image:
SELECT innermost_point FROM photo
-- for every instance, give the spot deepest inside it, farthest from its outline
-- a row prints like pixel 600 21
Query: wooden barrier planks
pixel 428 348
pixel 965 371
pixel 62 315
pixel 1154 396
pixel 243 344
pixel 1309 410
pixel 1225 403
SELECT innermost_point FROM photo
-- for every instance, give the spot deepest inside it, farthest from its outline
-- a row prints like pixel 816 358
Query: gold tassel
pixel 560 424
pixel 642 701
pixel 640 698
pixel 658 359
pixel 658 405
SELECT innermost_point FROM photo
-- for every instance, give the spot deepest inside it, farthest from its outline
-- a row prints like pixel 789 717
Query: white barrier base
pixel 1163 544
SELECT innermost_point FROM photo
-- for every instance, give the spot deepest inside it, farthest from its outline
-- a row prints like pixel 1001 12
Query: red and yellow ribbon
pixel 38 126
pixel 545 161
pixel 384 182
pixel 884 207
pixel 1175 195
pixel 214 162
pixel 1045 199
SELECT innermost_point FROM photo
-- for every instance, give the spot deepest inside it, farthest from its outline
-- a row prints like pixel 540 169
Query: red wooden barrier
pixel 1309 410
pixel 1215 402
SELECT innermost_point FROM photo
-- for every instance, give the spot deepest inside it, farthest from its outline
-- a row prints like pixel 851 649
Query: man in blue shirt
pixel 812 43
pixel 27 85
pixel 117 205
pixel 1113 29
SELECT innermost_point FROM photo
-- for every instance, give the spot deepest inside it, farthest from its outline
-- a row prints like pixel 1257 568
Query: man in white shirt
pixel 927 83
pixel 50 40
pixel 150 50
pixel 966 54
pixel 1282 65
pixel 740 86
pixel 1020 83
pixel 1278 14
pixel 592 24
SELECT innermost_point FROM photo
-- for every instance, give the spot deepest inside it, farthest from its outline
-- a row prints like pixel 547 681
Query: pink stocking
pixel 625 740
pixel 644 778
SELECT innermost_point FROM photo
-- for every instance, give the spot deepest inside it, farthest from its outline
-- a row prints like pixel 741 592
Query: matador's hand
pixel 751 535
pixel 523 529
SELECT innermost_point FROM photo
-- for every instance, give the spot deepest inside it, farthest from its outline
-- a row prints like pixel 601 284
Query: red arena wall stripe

Exercise brief -
The full set of entries above needs to be restated word for word.

Task response -
image:
SELECT innermost_point FROM photo
-- for every instance, give the spot deepest inside it, farthest from its outline
-- a row prints like pixel 600 21
Query: wooden barrier planks
pixel 428 348
pixel 965 371
pixel 62 315
pixel 1154 396
pixel 243 344
pixel 1309 410
pixel 1225 403
SELECT innermost_point FROM photo
-- for every instance, give the spot deepest inside it, farthest from its outline
-- a row prints like pixel 816 358
Query: gold tassel
pixel 560 424
pixel 642 701
pixel 640 698
pixel 658 359
pixel 658 405
SELECT innermost_point FROM photo
-- for every instance, give the spot deepest inside it, farthest from its outline
-- a row prints like pixel 789 717
Query: white barrier base
pixel 1163 544
SELECT innermost_point FROM photo
-- for every instance, give the spot deepest inside it, farthest from its outline
-- a row prints like pixel 1001 12
Query: red and yellow ribbon
pixel 38 126
pixel 545 161
pixel 384 182
pixel 884 207
pixel 1175 195
pixel 214 162
pixel 1045 199
SELECT innermost_point FROM photo
-- for every instance, give the spot deepest inside it, farthest from its outline
-- a row prints like pixel 540 169
Query: red wooden barrier
pixel 1309 410
pixel 1215 402
SELECT innermost_point FROM photo
-- for every instance, give the spot deepest inside it, farthest from its outline
-- a row prints like pixel 851 649
Query: man in blue shirt
pixel 812 43
pixel 27 85
pixel 117 205
pixel 1113 29
SELECT innermost_point FROM photo
-- for every instance, give the spot deepest inside it, farthest from its outline
-- a row prints like pixel 1257 568
Query: man in white shirt
pixel 927 83
pixel 50 40
pixel 150 50
pixel 966 54
pixel 1282 65
pixel 740 86
pixel 1020 83
pixel 1278 14
pixel 592 24
SELECT innermost_point FROM photo
-- for every instance, give the spot deepest inside it, farthest from its outline
-- a row prints like pixel 547 681
Query: pink stocking
pixel 625 740
pixel 644 778
SELECT innermost_point FROM photo
-- for every instance, give the spot deepest inside it, farthest from its outline
-- a row prints like pixel 741 592
Query: matador's hand
pixel 751 535
pixel 523 529
SELECT innermost_point FROM photo
-- for every instance, give the spot deepest inside it, farthest from its outline
-- a row prints like pixel 601 284
Query: red arena wall stripe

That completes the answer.